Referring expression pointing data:

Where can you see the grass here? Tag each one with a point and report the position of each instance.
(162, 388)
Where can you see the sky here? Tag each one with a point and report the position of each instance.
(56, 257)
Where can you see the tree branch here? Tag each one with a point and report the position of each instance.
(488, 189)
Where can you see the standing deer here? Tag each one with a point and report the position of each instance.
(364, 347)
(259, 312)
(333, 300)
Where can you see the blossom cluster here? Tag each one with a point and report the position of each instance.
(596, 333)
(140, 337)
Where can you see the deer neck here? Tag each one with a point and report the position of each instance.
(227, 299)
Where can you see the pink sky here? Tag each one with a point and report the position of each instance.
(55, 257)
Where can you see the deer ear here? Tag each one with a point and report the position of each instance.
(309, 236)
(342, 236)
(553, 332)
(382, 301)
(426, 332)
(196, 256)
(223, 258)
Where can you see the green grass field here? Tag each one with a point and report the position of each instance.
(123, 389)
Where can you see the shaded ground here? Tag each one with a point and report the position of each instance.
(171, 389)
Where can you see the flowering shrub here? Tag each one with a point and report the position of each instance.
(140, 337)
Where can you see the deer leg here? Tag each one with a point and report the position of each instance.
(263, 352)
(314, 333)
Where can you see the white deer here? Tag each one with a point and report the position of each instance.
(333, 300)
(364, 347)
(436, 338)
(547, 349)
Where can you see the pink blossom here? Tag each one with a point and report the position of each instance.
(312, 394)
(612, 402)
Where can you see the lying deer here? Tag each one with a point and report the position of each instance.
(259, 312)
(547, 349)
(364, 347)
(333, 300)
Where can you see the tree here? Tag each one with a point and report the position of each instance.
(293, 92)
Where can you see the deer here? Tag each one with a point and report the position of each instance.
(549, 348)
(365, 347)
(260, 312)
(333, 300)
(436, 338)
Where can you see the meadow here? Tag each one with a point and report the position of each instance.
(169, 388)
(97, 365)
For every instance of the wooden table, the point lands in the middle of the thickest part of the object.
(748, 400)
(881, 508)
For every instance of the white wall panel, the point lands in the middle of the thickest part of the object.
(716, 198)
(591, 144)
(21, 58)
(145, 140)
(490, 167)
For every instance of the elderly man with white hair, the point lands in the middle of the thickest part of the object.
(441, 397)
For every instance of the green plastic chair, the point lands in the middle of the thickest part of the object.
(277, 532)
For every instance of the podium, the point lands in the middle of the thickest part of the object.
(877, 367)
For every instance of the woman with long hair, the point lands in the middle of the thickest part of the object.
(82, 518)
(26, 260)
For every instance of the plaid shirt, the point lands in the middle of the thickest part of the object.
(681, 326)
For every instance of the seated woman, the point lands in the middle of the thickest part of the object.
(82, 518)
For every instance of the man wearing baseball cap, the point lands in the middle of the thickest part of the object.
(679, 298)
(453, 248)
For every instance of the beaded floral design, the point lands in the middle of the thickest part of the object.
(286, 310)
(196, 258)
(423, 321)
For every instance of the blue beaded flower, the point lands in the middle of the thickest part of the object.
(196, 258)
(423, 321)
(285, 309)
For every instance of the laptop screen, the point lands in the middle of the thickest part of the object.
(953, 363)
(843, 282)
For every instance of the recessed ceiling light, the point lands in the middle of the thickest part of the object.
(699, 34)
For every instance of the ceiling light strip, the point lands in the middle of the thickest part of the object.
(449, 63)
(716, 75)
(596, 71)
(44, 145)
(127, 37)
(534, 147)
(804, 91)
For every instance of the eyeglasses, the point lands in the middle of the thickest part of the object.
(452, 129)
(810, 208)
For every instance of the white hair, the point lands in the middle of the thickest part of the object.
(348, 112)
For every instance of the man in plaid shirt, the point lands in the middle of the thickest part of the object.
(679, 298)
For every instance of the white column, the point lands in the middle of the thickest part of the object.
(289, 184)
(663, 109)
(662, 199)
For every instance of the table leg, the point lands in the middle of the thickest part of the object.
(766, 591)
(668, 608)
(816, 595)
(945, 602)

What is expected – In full and without alteration, reproduce the records above.

Task response –
Where can you see the grass here? Tag each one with a point and report the position of each instance.
(162, 388)
Where can you see the sky here? Tag each one with a point and report the position of each instance.
(56, 257)
Where can you see the tree branch here? Tag each one with a point and report the position of each instance.
(488, 189)
Where can you see the standing deer here? Tag each one with a point and report the position of each instance.
(364, 347)
(259, 312)
(333, 300)
Where can you see the blossom cluster here? Tag each one with a point and report the position of each instance.
(596, 333)
(140, 337)
Where can you see the deer neck here? Tag each one with a point and report the position of each instance.
(227, 299)
Where can you see the pink sky here? Tag each one with a point and report the position of each instance.
(55, 257)
Where can you see the deer ear here? Tag each one with a point and report the position of each instance.
(309, 236)
(342, 236)
(553, 332)
(382, 301)
(426, 332)
(196, 256)
(223, 258)
Where can you see the green grass field here? Tag each one with a point and report the position of each instance.
(123, 389)
Where can you see the shaded ground here? Tag each one with a point and report the position of each instance.
(171, 389)
Where can you see the flowering shrub here? Tag each one with a point and report the position of each instance.
(140, 337)
Where can you see the deer leg here? Tag each one with a point and report the position of each instance.
(263, 352)
(314, 333)
Where can you see the white deer here? Tag each one with a point and report the position of each instance.
(333, 300)
(364, 347)
(436, 338)
(547, 349)
Where can you see the pink blossom here? Tag each one with a point and report the position of each instance.
(312, 394)
(612, 402)
Where can you see the lying deer here? Tag each one with a point and report the position of each instance.
(259, 312)
(547, 349)
(364, 347)
(333, 300)
Where can you see the tree here? Tag each one with a point and report the position of each instance.
(293, 92)
Where can you see the deer here? Tag each one with a point and report the position of each instance.
(549, 348)
(365, 347)
(260, 312)
(333, 300)
(436, 338)
Where can you see the meadow here? Tag each one with a point and report the position of each instance.
(169, 388)
(97, 365)
For every instance of the wooden table, the point lands in the middle of the thickest part of the object.
(748, 400)
(881, 508)
For every instance of the white wall panel, the point lands in the middle of the thickest part of the object.
(716, 198)
(591, 144)
(21, 58)
(145, 140)
(490, 167)
For every instance of the elderly man with white hair, the point lands in the middle of the thickest part of the object.
(441, 397)
For every instance of the green plastic chair, the point lands in the middle of the thickest part of the object.
(277, 532)
For every instance of the podium, the point lands in the middle of the thickest part of the object.
(877, 367)
For every instance of the woman with long hair, the point lands in the middle of the thickest part of the object.
(82, 518)
(26, 260)
For every instance of the plaid shirt, the point lands in the middle of the thickest part of the object.
(681, 326)
For every instance of the seated woman, the point lands in the middle of the thickest part of the object.
(82, 518)
For every instance of the man wearing baseball cap, the point lands in the middle of the thickest part of the object.
(679, 298)
(453, 248)
For every instance of the beaded floral design, the point lands in the middle of the thickest part of the object.
(286, 310)
(196, 258)
(423, 321)
For every instance of the blue beaded flower, the point lands in the middle of the thickest part of the object.
(196, 258)
(423, 321)
(285, 309)
For every instance of the laptop screen, the point lands in the middle of the thickest part of the object.
(953, 363)
(843, 282)
For every instance of the recessed ceiling light, the point lands in the middle of the thickest part of the object.
(699, 34)
For every instance of the ceiling light strip, the point lands in the middle of the thickest part of the object.
(449, 63)
(716, 75)
(596, 71)
(44, 145)
(127, 37)
(534, 147)
(804, 91)
For every instance of the eyeglasses, the point lands in the middle of the thickest part of the object.
(452, 129)
(810, 208)
For every instance of the white hair, the point lands in the middle of the thickest part of the object.
(348, 112)
For every instance of the man in plaid shirt, the point lands in the middle of the thickest part of the object.
(679, 298)
For every instance of the white column, the point lands in the middle of the thickest part of the object.
(289, 184)
(663, 109)
(662, 199)
For every instance of the table leg, the point lands in the middle of the thickest part of the object.
(766, 591)
(668, 608)
(816, 595)
(945, 602)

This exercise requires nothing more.